» THE PROBLEM
Could you copy exactly the lines from the start of the records through the one containing "For every instance of the tree trunk", both included, and leave out the pictures?

[Stored items from a collection]
• • • • •
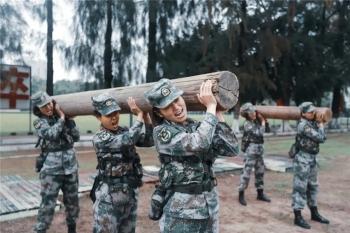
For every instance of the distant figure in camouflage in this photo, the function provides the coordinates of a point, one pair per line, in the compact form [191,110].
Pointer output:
[310,133]
[115,190]
[59,166]
[187,149]
[253,149]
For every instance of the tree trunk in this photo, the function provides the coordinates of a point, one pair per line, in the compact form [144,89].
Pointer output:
[225,89]
[108,77]
[290,112]
[49,48]
[151,75]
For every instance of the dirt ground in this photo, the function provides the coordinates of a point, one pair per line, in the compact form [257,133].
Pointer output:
[256,217]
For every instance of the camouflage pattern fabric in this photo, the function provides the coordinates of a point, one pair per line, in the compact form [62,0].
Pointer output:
[60,170]
[50,186]
[305,182]
[192,212]
[253,156]
[58,136]
[116,202]
[115,209]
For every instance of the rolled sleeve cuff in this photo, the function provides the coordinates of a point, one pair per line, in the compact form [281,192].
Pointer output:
[211,119]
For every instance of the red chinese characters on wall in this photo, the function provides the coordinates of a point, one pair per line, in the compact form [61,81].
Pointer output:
[14,87]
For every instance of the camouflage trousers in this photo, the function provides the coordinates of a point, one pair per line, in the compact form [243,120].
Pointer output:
[305,183]
[115,209]
[170,224]
[251,161]
[184,218]
[50,186]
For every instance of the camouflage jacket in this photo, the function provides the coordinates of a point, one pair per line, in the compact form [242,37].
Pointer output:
[205,140]
[56,141]
[109,147]
[309,136]
[253,138]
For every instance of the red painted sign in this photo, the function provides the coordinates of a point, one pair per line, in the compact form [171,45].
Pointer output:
[14,87]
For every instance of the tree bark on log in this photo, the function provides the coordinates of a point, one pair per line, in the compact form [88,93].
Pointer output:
[225,89]
[291,112]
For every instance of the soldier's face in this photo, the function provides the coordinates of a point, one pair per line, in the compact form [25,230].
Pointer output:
[309,115]
[252,115]
[110,121]
[176,111]
[47,109]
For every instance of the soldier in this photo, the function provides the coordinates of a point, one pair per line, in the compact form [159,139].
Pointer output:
[187,150]
[253,149]
[310,133]
[115,190]
[57,163]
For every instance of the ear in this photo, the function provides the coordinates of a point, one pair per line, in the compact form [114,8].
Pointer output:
[159,114]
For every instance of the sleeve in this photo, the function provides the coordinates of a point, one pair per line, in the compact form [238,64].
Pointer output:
[135,131]
[73,130]
[315,134]
[253,129]
[146,139]
[225,142]
[48,132]
[178,143]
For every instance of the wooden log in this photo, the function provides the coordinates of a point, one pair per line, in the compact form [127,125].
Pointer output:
[291,112]
[226,90]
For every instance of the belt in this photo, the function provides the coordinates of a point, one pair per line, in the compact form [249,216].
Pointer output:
[195,188]
[57,149]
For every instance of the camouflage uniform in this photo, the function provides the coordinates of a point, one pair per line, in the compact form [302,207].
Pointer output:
[187,153]
[254,155]
[305,183]
[119,172]
[60,169]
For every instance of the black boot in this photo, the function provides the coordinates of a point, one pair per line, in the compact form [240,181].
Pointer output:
[241,198]
[72,228]
[262,197]
[316,216]
[299,220]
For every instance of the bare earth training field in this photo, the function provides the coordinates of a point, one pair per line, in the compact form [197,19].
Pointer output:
[259,217]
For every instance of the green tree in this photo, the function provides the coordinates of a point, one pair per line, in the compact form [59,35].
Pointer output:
[96,24]
[12,28]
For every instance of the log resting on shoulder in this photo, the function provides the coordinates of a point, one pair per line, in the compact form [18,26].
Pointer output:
[291,112]
[225,89]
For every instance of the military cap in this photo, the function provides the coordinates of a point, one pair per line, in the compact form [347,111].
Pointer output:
[40,99]
[105,104]
[247,107]
[162,93]
[307,107]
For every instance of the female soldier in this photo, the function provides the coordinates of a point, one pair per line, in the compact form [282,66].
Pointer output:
[253,147]
[310,133]
[59,166]
[187,150]
[119,167]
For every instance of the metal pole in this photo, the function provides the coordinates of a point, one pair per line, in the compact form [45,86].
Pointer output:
[130,120]
[30,102]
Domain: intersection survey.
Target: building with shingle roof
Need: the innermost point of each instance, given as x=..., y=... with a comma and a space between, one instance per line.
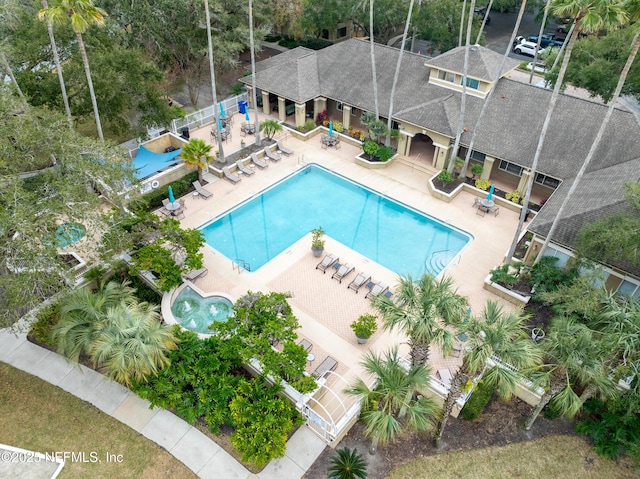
x=426, y=108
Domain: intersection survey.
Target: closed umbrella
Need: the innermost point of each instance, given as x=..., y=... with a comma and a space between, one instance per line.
x=490, y=195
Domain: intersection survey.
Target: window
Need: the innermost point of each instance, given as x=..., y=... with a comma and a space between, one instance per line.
x=472, y=83
x=510, y=168
x=447, y=76
x=547, y=181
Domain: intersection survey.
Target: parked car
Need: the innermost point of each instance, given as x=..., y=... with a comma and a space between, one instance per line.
x=527, y=48
x=547, y=40
x=481, y=12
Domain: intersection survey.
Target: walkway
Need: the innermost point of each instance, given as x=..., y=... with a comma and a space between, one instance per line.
x=190, y=446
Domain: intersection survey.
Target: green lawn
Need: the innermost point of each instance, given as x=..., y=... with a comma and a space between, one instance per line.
x=37, y=416
x=555, y=457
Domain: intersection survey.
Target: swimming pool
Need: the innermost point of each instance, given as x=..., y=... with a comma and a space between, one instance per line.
x=394, y=235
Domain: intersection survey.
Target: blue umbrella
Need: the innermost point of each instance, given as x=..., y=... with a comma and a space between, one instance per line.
x=490, y=195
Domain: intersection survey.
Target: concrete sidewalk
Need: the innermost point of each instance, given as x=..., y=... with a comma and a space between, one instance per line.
x=199, y=453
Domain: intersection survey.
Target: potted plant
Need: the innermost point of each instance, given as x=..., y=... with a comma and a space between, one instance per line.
x=364, y=327
x=317, y=241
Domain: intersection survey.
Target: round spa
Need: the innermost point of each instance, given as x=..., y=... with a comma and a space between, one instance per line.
x=194, y=310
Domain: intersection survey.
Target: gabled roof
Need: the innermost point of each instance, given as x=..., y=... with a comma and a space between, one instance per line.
x=484, y=64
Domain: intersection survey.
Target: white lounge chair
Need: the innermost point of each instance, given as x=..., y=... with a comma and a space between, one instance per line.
x=201, y=191
x=244, y=169
x=258, y=162
x=284, y=149
x=230, y=176
x=272, y=155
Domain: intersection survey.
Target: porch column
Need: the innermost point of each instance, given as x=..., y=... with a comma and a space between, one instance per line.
x=440, y=156
x=404, y=143
x=487, y=167
x=524, y=181
x=301, y=109
x=319, y=104
x=346, y=117
x=282, y=111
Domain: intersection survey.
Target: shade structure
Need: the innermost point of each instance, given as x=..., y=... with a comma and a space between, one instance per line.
x=490, y=195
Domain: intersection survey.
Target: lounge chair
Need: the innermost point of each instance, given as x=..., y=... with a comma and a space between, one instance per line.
x=342, y=272
x=201, y=191
x=272, y=155
x=284, y=149
x=377, y=290
x=359, y=280
x=196, y=273
x=326, y=262
x=329, y=364
x=230, y=176
x=244, y=169
x=258, y=162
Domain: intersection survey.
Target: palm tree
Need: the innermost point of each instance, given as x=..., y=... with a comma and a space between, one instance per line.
x=270, y=127
x=574, y=359
x=80, y=14
x=463, y=98
x=421, y=310
x=214, y=96
x=56, y=59
x=196, y=155
x=495, y=334
x=347, y=464
x=82, y=314
x=392, y=406
x=387, y=141
x=253, y=69
x=489, y=97
x=589, y=17
x=133, y=343
x=635, y=44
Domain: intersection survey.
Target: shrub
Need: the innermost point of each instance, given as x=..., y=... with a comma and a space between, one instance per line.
x=513, y=196
x=483, y=184
x=445, y=177
x=480, y=397
x=46, y=318
x=385, y=153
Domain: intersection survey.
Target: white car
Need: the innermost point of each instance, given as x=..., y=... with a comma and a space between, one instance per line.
x=527, y=48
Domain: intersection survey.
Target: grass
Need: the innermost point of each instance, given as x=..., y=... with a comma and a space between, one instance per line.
x=37, y=416
x=552, y=456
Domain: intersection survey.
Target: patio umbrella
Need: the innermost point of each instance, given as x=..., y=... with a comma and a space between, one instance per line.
x=490, y=195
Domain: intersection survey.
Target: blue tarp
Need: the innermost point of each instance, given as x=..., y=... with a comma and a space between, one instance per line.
x=147, y=162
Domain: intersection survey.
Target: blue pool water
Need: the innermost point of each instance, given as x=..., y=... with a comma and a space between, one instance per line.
x=196, y=313
x=385, y=231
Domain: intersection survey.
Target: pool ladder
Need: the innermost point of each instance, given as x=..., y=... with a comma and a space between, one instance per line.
x=240, y=263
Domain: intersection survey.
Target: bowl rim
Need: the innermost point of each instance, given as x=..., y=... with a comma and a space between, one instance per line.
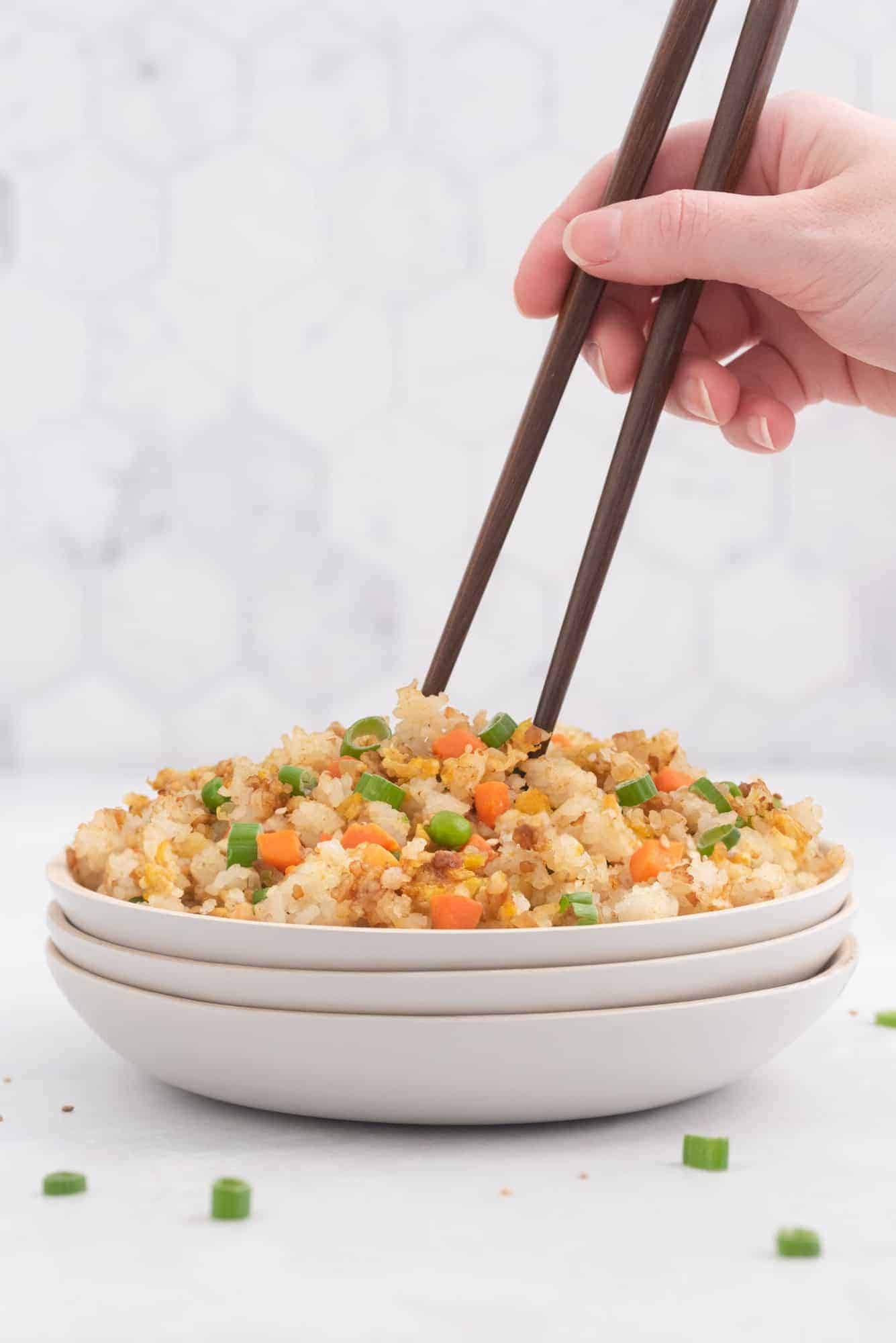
x=55, y=915
x=58, y=874
x=843, y=960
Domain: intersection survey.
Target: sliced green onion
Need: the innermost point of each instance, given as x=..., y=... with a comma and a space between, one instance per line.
x=799, y=1243
x=64, y=1183
x=231, y=1200
x=242, y=844
x=212, y=797
x=705, y=1154
x=375, y=727
x=301, y=781
x=705, y=789
x=450, y=831
x=376, y=789
x=498, y=730
x=728, y=836
x=636, y=790
x=583, y=906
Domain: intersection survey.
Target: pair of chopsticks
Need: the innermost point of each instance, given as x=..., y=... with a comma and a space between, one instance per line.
x=744, y=97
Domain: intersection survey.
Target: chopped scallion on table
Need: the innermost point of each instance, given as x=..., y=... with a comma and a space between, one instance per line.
x=356, y=741
x=705, y=1154
x=450, y=831
x=376, y=789
x=231, y=1200
x=583, y=906
x=212, y=796
x=635, y=790
x=242, y=844
x=706, y=789
x=799, y=1243
x=498, y=730
x=728, y=836
x=64, y=1183
x=301, y=781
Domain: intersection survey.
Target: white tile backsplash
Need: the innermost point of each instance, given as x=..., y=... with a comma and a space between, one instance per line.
x=260, y=369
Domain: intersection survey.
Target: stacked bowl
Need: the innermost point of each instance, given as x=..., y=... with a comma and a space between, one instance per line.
x=430, y=1027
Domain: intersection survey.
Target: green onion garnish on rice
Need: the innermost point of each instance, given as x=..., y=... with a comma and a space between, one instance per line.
x=64, y=1183
x=354, y=743
x=212, y=797
x=231, y=1200
x=705, y=1154
x=706, y=789
x=728, y=836
x=635, y=790
x=242, y=844
x=498, y=730
x=301, y=781
x=450, y=831
x=799, y=1243
x=376, y=789
x=583, y=906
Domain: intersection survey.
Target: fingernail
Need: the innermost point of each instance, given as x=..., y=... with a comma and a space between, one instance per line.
x=595, y=238
x=595, y=359
x=758, y=433
x=695, y=400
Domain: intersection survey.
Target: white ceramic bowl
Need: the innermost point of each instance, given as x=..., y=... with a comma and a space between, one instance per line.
x=295, y=947
x=630, y=984
x=450, y=1070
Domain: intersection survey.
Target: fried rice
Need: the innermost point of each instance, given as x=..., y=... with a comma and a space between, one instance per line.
x=530, y=833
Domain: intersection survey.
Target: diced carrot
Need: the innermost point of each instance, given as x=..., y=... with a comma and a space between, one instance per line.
x=652, y=859
x=451, y=911
x=375, y=856
x=279, y=849
x=491, y=801
x=670, y=780
x=369, y=833
x=454, y=743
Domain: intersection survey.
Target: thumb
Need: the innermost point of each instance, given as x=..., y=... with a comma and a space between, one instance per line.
x=761, y=242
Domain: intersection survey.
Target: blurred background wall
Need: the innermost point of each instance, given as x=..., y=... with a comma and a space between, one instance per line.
x=259, y=367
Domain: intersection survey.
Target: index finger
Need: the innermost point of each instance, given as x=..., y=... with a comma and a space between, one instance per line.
x=545, y=271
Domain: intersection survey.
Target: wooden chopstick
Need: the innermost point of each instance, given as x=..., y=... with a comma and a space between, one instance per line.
x=728, y=148
x=658, y=100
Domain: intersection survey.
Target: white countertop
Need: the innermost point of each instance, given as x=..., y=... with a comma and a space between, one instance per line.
x=373, y=1234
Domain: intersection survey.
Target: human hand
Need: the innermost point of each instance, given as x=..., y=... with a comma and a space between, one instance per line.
x=800, y=269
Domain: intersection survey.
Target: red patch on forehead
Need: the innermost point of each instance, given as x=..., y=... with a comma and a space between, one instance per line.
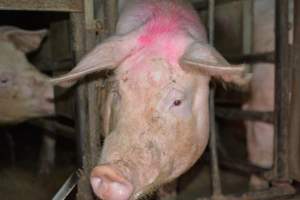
x=166, y=19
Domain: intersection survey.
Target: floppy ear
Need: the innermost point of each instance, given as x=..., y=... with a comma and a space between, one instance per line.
x=107, y=55
x=202, y=58
x=23, y=40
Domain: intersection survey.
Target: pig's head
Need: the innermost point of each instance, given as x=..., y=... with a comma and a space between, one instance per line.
x=24, y=91
x=156, y=114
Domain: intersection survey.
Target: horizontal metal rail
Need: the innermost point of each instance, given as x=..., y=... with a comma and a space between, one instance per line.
x=42, y=5
x=275, y=192
x=268, y=57
x=237, y=114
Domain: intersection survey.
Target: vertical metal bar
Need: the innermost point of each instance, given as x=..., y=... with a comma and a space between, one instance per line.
x=77, y=24
x=88, y=139
x=295, y=101
x=247, y=26
x=211, y=21
x=215, y=172
x=282, y=92
x=82, y=122
x=111, y=15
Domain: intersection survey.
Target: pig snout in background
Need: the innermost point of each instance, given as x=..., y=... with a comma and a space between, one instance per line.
x=156, y=115
x=25, y=93
x=260, y=135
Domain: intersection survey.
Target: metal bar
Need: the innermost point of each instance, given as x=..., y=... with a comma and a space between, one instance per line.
x=282, y=92
x=268, y=57
x=67, y=187
x=215, y=172
x=49, y=125
x=295, y=101
x=237, y=114
x=273, y=193
x=111, y=15
x=247, y=26
x=82, y=121
x=42, y=5
x=203, y=5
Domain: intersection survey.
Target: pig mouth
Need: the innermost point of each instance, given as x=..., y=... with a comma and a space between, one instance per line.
x=109, y=183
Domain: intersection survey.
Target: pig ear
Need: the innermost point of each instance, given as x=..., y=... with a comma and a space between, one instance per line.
x=107, y=55
x=202, y=58
x=24, y=40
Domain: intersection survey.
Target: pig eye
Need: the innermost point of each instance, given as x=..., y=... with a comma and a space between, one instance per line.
x=4, y=81
x=177, y=102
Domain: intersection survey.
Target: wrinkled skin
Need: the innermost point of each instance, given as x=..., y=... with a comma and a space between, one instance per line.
x=24, y=91
x=156, y=113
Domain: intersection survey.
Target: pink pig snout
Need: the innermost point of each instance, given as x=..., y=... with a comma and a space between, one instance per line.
x=108, y=184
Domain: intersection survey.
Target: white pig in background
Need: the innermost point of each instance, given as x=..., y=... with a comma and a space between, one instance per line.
x=156, y=115
x=24, y=91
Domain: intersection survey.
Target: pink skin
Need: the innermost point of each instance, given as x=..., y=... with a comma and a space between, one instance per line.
x=147, y=72
x=24, y=92
x=156, y=109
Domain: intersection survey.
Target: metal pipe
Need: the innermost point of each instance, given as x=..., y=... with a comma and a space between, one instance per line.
x=282, y=92
x=294, y=141
x=215, y=172
x=45, y=5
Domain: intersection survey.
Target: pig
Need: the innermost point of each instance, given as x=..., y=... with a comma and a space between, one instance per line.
x=24, y=91
x=156, y=116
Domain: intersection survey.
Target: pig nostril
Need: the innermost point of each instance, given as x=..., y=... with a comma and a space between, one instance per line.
x=96, y=182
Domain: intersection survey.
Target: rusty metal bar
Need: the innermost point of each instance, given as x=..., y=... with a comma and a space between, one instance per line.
x=247, y=26
x=267, y=57
x=50, y=125
x=203, y=5
x=42, y=5
x=215, y=171
x=282, y=92
x=238, y=114
x=111, y=15
x=295, y=101
x=82, y=121
x=273, y=193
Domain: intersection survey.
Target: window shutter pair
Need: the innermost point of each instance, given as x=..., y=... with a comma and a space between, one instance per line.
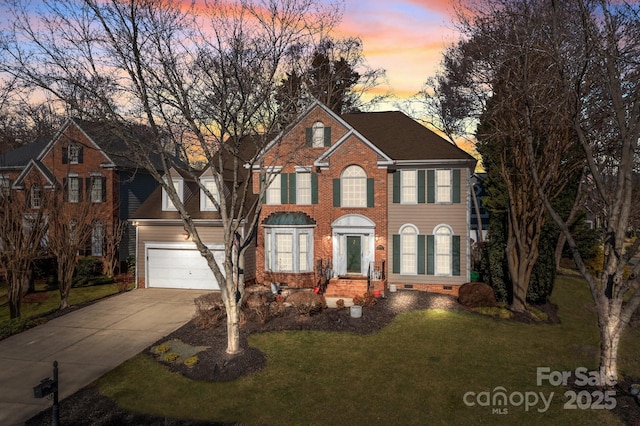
x=309, y=136
x=370, y=193
x=397, y=187
x=426, y=245
x=288, y=188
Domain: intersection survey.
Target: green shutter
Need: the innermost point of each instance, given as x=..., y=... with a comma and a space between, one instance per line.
x=396, y=254
x=421, y=187
x=421, y=254
x=455, y=255
x=292, y=188
x=309, y=136
x=314, y=188
x=430, y=255
x=396, y=186
x=262, y=178
x=431, y=186
x=456, y=185
x=284, y=188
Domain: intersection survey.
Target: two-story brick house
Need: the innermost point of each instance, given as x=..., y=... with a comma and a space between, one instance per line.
x=375, y=198
x=88, y=164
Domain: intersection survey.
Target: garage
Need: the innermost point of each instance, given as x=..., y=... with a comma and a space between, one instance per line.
x=181, y=267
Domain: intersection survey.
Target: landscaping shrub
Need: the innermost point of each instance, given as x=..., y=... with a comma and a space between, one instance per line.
x=210, y=310
x=89, y=267
x=306, y=302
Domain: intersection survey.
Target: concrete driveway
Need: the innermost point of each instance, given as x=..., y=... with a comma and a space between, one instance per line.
x=87, y=343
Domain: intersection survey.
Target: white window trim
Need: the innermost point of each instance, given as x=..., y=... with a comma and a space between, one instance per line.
x=73, y=153
x=403, y=173
x=449, y=185
x=298, y=188
x=402, y=247
x=449, y=273
x=271, y=249
x=317, y=135
x=73, y=177
x=167, y=205
x=204, y=199
x=96, y=198
x=360, y=203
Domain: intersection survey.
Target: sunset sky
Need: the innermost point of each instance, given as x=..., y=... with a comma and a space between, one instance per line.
x=406, y=38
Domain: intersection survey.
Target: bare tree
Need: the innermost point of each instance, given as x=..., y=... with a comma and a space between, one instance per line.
x=70, y=227
x=606, y=117
x=113, y=234
x=183, y=80
x=23, y=237
x=560, y=78
x=493, y=75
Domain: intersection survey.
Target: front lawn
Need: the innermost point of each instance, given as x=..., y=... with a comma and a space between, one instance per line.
x=46, y=301
x=415, y=371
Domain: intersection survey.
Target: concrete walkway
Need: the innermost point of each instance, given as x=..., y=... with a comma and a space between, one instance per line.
x=87, y=343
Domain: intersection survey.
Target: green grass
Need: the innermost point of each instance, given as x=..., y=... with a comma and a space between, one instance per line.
x=415, y=371
x=45, y=301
• • • • •
» SOLUTION
For every instance of the distant figure in camouflage in this photo, the function provides the coordinates of a point, one pair per line, in the compact form [191,110].
Pointer output:
[310,133]
[115,190]
[59,166]
[187,149]
[253,149]
For every instance of the tree trunk in this photo, the function provides the coordinates of a point, one pair per line, in the compact form [144,89].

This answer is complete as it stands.